▸ WHAT YOU ARE ASKED TO DO
Count the lines in the rows below that contain the string "eyebrow", treating uppercase and lowercase as different. Reply with the number only.

Object pointing dataset rows:

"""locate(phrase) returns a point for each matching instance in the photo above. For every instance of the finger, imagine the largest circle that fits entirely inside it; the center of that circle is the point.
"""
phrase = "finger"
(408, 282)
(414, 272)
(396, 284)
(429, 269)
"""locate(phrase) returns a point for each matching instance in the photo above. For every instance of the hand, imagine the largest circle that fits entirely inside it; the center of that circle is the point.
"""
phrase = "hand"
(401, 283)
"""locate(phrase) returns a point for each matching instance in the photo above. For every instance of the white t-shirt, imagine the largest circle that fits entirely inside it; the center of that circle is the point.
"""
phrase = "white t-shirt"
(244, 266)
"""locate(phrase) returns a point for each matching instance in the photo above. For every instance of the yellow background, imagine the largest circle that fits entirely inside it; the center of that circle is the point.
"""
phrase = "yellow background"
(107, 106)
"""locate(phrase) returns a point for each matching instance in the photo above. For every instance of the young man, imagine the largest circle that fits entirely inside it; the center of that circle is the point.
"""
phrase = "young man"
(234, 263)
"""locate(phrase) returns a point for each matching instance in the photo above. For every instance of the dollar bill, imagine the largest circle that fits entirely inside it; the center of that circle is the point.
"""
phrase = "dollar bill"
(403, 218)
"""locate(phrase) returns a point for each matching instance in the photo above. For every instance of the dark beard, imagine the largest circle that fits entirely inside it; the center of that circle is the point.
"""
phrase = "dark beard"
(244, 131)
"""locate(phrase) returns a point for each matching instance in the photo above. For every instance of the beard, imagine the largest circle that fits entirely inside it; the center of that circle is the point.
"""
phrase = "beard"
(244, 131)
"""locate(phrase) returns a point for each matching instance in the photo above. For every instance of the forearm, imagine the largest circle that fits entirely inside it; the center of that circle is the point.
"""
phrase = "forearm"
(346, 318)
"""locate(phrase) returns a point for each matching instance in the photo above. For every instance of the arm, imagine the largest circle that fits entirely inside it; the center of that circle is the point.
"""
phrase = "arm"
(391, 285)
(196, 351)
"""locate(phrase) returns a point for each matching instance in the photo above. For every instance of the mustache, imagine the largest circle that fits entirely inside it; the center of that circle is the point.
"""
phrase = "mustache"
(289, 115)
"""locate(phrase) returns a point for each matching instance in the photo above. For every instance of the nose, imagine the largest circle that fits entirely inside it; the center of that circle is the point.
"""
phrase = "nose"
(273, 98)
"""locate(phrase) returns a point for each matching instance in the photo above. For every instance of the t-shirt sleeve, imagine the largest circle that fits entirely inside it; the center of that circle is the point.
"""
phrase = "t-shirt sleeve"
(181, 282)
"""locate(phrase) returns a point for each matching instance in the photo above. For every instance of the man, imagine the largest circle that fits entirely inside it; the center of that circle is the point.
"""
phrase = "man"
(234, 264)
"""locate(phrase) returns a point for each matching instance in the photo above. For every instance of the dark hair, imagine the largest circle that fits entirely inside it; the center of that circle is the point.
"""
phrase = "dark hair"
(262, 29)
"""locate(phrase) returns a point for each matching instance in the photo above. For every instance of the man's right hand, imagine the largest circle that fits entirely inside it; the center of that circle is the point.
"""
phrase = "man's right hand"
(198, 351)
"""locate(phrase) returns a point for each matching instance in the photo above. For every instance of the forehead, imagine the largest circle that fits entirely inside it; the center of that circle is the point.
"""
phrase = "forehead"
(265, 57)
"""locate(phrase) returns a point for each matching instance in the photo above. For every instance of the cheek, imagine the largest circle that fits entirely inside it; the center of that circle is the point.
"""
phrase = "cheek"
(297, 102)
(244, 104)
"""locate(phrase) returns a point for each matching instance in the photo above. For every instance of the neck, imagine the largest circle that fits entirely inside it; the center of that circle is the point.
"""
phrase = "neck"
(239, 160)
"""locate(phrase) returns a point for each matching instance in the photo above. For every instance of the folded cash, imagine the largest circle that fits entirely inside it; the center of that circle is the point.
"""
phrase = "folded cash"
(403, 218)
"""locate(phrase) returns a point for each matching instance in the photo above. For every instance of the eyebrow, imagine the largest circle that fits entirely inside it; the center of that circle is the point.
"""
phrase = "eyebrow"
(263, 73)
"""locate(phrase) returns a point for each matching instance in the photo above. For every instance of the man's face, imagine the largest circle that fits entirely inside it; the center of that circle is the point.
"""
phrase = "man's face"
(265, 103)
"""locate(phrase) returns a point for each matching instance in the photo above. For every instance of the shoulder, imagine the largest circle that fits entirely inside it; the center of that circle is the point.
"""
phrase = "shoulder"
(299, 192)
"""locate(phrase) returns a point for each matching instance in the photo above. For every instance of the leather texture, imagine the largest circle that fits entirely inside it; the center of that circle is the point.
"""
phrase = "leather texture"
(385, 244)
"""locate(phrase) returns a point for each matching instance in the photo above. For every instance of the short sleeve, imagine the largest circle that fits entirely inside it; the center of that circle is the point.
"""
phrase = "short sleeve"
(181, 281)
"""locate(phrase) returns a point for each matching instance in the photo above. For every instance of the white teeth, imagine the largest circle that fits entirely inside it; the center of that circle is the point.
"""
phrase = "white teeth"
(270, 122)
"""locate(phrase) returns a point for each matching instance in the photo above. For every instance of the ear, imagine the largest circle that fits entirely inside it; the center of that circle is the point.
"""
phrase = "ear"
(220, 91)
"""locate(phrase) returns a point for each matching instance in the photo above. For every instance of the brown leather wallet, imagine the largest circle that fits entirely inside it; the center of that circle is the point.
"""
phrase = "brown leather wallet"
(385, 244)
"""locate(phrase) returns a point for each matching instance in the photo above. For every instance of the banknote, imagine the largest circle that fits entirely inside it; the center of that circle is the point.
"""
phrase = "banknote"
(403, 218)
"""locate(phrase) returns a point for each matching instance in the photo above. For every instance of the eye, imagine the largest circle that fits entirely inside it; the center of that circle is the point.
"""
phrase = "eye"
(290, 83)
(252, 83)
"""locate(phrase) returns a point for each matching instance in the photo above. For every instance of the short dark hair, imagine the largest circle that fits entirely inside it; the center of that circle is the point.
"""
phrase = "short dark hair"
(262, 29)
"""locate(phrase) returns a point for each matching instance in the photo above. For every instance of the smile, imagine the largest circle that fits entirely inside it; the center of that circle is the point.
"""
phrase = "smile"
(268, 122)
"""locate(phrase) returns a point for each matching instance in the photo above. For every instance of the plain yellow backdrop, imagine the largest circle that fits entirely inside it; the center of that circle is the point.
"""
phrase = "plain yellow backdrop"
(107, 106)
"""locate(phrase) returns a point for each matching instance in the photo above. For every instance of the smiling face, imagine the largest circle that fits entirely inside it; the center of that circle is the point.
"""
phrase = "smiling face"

* * *

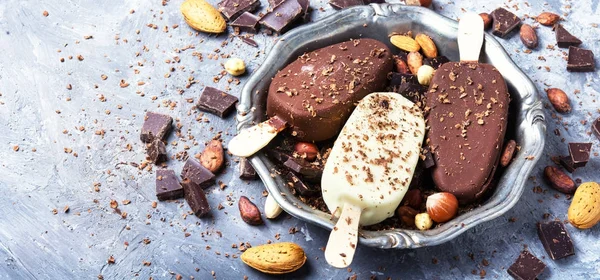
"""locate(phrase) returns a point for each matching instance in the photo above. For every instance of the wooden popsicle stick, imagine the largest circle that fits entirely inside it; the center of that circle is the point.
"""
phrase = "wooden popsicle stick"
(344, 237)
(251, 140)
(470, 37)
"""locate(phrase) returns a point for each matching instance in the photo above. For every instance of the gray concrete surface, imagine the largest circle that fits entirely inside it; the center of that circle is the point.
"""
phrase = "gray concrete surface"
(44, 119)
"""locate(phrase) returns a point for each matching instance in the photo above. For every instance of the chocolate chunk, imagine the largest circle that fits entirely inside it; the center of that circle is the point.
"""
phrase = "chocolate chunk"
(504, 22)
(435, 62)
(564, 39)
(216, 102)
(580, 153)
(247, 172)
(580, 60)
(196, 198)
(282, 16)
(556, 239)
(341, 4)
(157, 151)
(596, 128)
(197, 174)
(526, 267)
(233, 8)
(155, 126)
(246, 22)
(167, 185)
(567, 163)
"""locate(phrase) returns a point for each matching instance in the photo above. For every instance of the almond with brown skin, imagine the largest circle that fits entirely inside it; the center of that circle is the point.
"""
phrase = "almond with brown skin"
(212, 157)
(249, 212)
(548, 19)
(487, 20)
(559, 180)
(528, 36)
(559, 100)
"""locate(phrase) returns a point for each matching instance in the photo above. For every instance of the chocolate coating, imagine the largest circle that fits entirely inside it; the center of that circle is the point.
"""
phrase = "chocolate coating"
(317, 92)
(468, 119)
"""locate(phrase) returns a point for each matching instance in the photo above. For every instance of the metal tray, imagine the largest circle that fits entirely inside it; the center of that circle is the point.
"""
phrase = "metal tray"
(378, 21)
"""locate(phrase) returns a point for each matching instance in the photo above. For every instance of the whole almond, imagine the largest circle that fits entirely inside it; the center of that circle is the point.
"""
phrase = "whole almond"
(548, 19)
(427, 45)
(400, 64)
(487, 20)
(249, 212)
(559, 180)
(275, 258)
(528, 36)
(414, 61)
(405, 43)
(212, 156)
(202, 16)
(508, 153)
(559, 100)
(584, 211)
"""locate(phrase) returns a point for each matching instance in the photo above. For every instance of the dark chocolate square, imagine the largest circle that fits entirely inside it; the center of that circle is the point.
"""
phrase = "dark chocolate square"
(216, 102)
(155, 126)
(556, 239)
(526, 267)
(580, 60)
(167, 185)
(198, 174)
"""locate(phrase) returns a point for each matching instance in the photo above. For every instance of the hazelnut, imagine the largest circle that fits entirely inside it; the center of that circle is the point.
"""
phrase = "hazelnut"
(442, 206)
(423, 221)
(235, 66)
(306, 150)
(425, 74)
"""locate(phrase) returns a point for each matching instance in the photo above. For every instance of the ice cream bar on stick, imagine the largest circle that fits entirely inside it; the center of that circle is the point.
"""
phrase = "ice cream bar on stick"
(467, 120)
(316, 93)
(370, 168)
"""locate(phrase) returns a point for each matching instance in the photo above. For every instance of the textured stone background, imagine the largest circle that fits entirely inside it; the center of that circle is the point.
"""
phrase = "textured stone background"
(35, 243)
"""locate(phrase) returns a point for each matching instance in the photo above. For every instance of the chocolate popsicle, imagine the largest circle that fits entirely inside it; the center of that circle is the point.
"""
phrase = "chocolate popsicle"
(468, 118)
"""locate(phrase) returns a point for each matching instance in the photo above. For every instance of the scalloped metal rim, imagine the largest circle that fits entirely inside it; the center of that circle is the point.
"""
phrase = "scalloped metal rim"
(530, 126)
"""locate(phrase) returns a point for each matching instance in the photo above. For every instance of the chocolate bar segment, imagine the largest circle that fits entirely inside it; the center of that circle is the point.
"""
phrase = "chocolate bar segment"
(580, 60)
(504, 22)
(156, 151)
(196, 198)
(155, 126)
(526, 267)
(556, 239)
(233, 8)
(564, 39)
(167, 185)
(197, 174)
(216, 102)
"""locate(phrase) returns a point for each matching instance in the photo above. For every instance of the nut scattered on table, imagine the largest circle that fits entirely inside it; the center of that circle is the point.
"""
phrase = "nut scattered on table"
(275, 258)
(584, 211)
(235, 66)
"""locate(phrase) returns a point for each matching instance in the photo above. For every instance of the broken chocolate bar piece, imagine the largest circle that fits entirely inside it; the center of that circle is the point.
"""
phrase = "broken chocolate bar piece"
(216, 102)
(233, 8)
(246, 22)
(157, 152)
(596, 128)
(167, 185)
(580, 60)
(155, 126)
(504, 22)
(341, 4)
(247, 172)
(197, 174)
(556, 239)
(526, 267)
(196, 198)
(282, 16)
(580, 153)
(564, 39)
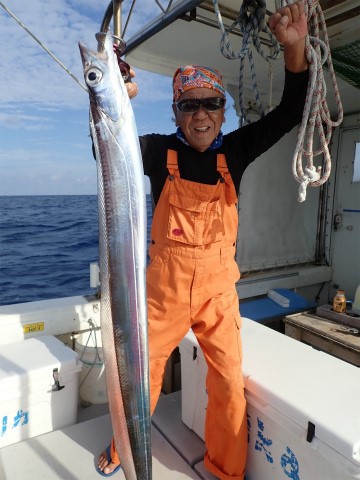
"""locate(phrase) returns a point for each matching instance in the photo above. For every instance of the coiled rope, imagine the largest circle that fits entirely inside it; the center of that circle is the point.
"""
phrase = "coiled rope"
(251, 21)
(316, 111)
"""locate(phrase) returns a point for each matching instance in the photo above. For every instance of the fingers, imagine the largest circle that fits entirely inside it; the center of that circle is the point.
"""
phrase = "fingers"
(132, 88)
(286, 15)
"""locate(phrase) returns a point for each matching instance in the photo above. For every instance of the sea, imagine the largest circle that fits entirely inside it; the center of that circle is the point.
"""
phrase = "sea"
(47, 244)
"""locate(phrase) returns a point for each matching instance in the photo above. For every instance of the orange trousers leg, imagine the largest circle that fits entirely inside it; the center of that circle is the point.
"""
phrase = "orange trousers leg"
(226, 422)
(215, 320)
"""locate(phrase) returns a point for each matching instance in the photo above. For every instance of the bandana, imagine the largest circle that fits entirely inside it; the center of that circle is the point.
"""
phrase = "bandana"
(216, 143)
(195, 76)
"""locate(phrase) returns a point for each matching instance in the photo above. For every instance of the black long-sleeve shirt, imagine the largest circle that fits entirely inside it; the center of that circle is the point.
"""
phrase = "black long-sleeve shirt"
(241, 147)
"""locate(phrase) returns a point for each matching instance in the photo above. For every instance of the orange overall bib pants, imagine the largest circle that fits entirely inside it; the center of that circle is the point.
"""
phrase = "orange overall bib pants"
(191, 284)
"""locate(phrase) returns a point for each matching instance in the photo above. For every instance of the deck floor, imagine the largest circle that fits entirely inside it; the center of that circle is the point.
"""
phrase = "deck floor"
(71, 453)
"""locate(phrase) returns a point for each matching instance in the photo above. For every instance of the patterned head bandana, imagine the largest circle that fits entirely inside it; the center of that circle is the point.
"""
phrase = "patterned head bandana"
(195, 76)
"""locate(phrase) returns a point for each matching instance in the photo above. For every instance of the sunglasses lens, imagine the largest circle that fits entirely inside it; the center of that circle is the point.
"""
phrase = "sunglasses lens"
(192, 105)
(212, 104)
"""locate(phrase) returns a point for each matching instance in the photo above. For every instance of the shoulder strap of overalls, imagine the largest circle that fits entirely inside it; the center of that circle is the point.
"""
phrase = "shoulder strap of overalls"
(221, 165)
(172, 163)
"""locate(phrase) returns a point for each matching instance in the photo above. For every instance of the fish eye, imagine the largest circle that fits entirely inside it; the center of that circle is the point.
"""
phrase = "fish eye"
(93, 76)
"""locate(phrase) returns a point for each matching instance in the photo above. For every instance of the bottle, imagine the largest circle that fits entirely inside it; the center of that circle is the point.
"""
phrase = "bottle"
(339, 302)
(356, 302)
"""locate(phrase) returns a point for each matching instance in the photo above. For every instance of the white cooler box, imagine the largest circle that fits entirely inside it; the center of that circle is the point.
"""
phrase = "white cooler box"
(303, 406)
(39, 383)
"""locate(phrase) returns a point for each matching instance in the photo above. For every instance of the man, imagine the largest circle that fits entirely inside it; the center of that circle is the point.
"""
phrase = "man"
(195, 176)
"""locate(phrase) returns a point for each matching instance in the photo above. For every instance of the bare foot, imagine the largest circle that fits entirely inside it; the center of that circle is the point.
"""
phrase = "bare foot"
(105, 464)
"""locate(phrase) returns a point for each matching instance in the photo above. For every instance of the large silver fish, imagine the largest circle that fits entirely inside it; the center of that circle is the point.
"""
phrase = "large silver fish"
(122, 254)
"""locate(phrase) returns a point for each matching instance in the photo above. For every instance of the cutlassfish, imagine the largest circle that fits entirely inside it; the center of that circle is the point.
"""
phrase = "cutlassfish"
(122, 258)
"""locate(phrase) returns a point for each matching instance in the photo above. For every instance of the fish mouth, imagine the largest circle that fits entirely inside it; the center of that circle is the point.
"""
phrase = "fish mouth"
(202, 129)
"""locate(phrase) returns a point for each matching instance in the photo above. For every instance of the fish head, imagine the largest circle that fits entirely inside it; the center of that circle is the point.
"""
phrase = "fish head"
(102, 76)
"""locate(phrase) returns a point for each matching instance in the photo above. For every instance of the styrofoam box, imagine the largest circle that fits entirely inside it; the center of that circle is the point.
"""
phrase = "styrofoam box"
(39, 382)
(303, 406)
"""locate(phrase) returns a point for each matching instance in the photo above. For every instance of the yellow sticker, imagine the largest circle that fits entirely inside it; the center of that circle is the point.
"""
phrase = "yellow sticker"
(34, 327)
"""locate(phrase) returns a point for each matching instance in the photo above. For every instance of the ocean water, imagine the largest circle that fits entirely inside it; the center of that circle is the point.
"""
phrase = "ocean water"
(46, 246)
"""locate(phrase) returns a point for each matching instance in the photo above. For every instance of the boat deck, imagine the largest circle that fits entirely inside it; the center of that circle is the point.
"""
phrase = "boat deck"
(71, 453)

▸ COMPLETED TASK
2